◆ **EXERCISE**: Having found the line that holds "Indicate the dark", give that line and all lines after it again, word for word, through the end of the data below.

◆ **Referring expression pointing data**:
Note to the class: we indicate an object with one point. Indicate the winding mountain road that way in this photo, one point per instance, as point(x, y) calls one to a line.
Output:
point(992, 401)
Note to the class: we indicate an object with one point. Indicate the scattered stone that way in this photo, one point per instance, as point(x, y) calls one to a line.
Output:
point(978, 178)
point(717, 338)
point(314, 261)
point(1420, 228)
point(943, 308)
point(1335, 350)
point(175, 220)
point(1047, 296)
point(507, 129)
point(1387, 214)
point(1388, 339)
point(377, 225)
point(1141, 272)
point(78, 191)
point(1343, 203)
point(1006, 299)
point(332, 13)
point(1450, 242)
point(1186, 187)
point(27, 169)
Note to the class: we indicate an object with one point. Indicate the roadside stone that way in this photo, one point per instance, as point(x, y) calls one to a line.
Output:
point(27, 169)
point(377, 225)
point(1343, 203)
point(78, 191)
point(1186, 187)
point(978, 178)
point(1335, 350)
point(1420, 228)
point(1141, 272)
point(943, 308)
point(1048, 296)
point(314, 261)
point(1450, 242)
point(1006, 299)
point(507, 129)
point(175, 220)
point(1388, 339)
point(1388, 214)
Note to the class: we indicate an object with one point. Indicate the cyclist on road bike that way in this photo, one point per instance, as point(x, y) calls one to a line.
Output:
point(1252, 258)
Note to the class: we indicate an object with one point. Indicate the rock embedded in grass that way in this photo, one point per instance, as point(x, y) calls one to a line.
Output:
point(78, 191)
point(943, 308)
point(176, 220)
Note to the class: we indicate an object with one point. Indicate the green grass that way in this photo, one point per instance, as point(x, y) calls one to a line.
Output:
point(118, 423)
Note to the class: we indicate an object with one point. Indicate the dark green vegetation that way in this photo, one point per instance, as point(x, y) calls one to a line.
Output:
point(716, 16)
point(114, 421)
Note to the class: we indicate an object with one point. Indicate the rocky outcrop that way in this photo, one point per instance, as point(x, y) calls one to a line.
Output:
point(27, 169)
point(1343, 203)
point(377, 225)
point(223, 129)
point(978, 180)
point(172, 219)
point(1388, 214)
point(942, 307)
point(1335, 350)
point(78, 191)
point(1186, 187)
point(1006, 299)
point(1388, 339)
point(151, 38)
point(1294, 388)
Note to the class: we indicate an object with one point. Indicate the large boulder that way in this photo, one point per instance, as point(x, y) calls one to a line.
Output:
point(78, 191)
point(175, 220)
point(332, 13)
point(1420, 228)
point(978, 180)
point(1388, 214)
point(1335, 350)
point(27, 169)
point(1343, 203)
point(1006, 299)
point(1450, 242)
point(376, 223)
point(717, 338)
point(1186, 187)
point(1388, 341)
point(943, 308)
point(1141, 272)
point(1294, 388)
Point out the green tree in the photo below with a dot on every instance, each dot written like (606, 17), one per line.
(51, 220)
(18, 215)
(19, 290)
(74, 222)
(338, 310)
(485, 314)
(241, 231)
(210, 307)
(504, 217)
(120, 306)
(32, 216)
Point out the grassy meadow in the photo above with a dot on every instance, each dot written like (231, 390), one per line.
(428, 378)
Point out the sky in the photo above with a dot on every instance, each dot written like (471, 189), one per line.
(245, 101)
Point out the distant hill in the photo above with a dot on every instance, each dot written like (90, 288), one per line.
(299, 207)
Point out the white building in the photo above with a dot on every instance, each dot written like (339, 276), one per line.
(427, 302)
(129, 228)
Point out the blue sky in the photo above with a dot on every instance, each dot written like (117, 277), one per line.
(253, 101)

◆ **OUTPUT BELOW**:
Note to the class: we indicate an object with one point. Indicate the dark green vegetation that way in this photo, one point per instance, as point(x, y) calls one to a line.
Output:
point(716, 16)
point(114, 421)
Note to the class: we indicate an object with one point. Indicate the rocky outcrop that way in this photo, one point per instance, as point(x, y) calls one to a line.
Output:
point(27, 169)
point(1343, 203)
point(377, 225)
point(223, 129)
point(978, 180)
point(172, 219)
point(1388, 214)
point(942, 307)
point(1335, 350)
point(78, 191)
point(1186, 187)
point(1006, 299)
point(1388, 339)
point(151, 38)
point(1294, 388)
Note to the class: we indicate an object with one point. Indicate the large boulder that way in this photo, one point per instance, as point(x, y) calls one to a line.
Output:
point(78, 191)
point(175, 220)
point(332, 13)
point(1420, 228)
point(978, 180)
point(1388, 214)
point(1335, 350)
point(27, 169)
point(1343, 203)
point(1006, 299)
point(1450, 242)
point(376, 223)
point(717, 338)
point(1186, 187)
point(1388, 341)
point(943, 308)
point(1141, 272)
point(1294, 388)
Point out the green tree in the photo below with a dot on every instance, each dot written like (606, 17), one per line.
(51, 220)
(18, 215)
(19, 290)
(74, 222)
(338, 310)
(485, 314)
(241, 231)
(210, 307)
(504, 217)
(120, 306)
(32, 216)
Point out the grassy meadow in the photo above with a dot on every instance, each dot written like (231, 390), one per line.
(428, 378)
Point out the sky in the photo above with a dot on every instance, each dot written like (471, 189), one per line.
(245, 101)
Point out the distant hill in the photo above with a dot on every instance, each dot written like (90, 288), one per line.
(299, 207)
Point out the white building in the photo above with a dot on every instance, each dot written like (339, 276), one per line.
(427, 302)
(129, 228)
Point out the blue sky in the photo above with a dot on every instance, each dot written like (117, 277), one per line.
(253, 101)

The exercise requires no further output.